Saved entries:
┄┄┄┄┄┄┄┄┄┄┄┄┄┄┄┄┄┄┄┄

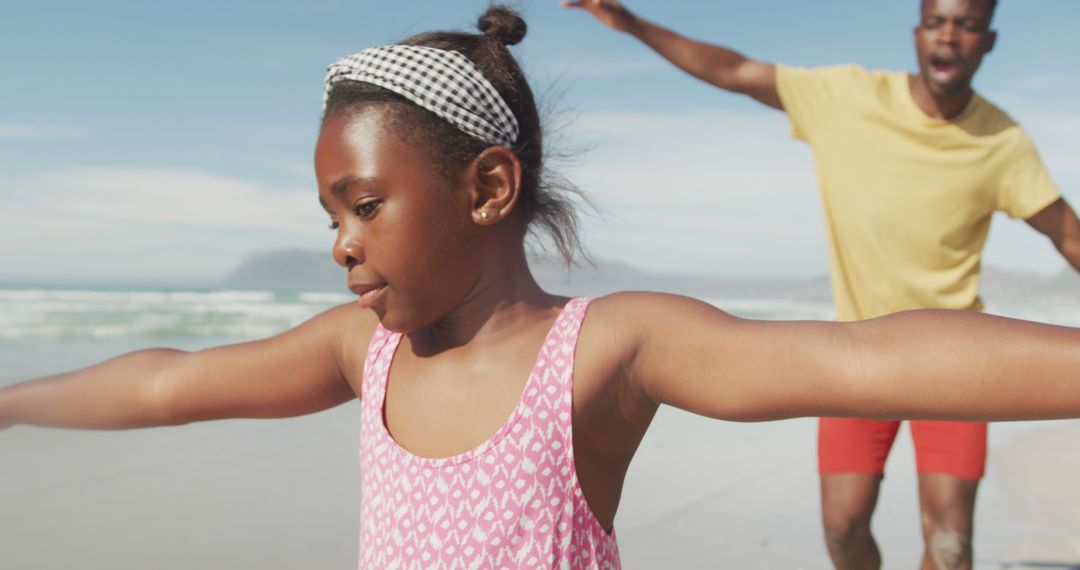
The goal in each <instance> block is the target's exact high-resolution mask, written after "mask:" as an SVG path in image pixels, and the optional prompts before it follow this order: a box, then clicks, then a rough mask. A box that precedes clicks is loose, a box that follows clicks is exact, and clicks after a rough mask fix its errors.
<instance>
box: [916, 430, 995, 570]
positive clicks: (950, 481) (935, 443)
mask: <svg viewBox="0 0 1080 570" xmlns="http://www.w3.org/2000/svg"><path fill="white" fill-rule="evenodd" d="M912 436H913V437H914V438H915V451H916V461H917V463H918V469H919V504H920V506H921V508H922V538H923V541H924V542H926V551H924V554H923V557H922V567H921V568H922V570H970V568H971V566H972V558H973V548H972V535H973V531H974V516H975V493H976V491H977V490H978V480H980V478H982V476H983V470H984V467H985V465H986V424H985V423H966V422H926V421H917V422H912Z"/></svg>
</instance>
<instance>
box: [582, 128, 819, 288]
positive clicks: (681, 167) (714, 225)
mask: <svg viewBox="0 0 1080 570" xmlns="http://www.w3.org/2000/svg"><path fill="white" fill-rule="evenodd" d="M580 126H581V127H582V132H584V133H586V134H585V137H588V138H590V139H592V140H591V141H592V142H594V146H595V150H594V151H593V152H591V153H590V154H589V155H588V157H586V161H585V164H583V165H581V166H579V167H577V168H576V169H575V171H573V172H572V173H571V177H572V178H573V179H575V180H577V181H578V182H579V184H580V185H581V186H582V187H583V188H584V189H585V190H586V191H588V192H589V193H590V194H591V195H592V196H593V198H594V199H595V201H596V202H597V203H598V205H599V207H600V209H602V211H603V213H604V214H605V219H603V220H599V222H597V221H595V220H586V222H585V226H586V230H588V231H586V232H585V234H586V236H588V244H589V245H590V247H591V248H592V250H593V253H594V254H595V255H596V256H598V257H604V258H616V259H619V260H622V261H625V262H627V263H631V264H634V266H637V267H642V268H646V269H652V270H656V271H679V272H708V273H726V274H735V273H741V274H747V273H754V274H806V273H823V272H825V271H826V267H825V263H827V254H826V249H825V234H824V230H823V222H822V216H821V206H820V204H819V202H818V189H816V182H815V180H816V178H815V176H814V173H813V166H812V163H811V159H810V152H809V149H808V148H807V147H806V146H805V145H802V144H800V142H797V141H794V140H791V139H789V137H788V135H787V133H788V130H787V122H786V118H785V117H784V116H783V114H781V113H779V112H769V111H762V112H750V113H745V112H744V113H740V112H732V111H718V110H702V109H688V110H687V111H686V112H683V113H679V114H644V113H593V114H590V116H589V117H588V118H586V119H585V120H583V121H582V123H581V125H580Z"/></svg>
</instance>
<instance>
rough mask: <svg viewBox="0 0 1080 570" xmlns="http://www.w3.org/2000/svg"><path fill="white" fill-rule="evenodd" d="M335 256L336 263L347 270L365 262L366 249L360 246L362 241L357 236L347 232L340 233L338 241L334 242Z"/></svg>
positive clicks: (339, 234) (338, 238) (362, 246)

┄┄┄┄┄┄┄┄┄┄┄┄┄┄┄┄┄┄┄┄

TASK BRIEF: Reproduce the data above word for word, leaving out any pictures.

ANSWER TO THE PROBLEM:
The goal in each <instance> block is the target's exact high-resolution mask, written after "mask:" as an SVG path in image pixels, and the optional prompts before it follow this order: a box, then clicks, then a rough mask. A box that precedes clicks is loose, a box that follows clicks is exact, and clicks after a rough mask fix its errors.
<instance>
box: [916, 430, 995, 570]
positive clicks: (950, 481) (935, 443)
mask: <svg viewBox="0 0 1080 570" xmlns="http://www.w3.org/2000/svg"><path fill="white" fill-rule="evenodd" d="M912 436H913V437H914V438H915V451H916V461H917V463H918V469H919V504H920V506H921V508H922V538H923V541H924V542H926V551H924V554H923V557H922V567H921V568H922V570H970V568H971V566H972V558H973V548H972V535H973V531H974V516H975V493H976V491H977V490H978V480H980V478H982V476H983V470H984V467H985V465H986V424H985V423H966V422H926V421H917V422H912Z"/></svg>
</instance>
<instance>
box: [582, 128, 819, 288]
positive clicks: (681, 167) (714, 225)
mask: <svg viewBox="0 0 1080 570" xmlns="http://www.w3.org/2000/svg"><path fill="white" fill-rule="evenodd" d="M580 126H581V127H582V132H584V133H586V134H585V137H588V138H590V139H592V140H591V141H592V142H594V146H595V150H594V151H593V152H591V153H590V154H589V155H588V157H586V161H585V164H583V165H581V166H579V167H577V168H576V169H575V171H573V172H572V173H571V177H572V178H573V179H575V180H577V181H578V182H579V184H580V185H581V186H582V187H583V188H584V189H585V190H586V191H588V192H589V193H590V194H591V195H592V196H593V198H594V199H595V201H596V202H597V203H598V205H599V207H600V209H602V211H603V213H604V214H605V219H603V220H599V222H597V221H595V220H586V222H585V226H586V230H588V231H586V232H585V234H586V236H588V244H589V245H590V247H591V248H592V250H593V253H594V254H595V255H596V256H598V257H604V258H616V259H619V260H622V261H625V262H627V263H631V264H634V266H637V267H642V268H646V269H652V270H656V271H679V272H708V273H726V274H735V273H741V274H747V273H754V274H806V273H823V272H825V271H826V267H825V263H827V254H826V249H825V234H824V230H823V222H822V216H821V206H820V204H819V202H818V189H816V182H815V180H816V178H815V176H814V173H813V166H812V163H811V159H810V152H809V149H808V148H807V147H806V146H805V145H802V144H800V142H797V141H794V140H791V139H789V137H788V135H787V133H788V130H787V122H786V118H785V117H784V116H783V114H781V113H779V112H769V111H762V112H750V113H745V112H744V113H740V112H732V111H718V110H702V109H688V110H687V111H686V112H683V113H679V114H644V113H593V114H590V116H589V117H588V118H586V119H585V120H583V121H582V123H581V125H580Z"/></svg>
</instance>
<instance>
rough mask: <svg viewBox="0 0 1080 570" xmlns="http://www.w3.org/2000/svg"><path fill="white" fill-rule="evenodd" d="M335 256L336 263L347 270L365 262L366 249L360 246L362 241L357 236L347 232L340 233L338 241L334 242Z"/></svg>
positive clicks: (339, 234) (338, 238) (362, 246)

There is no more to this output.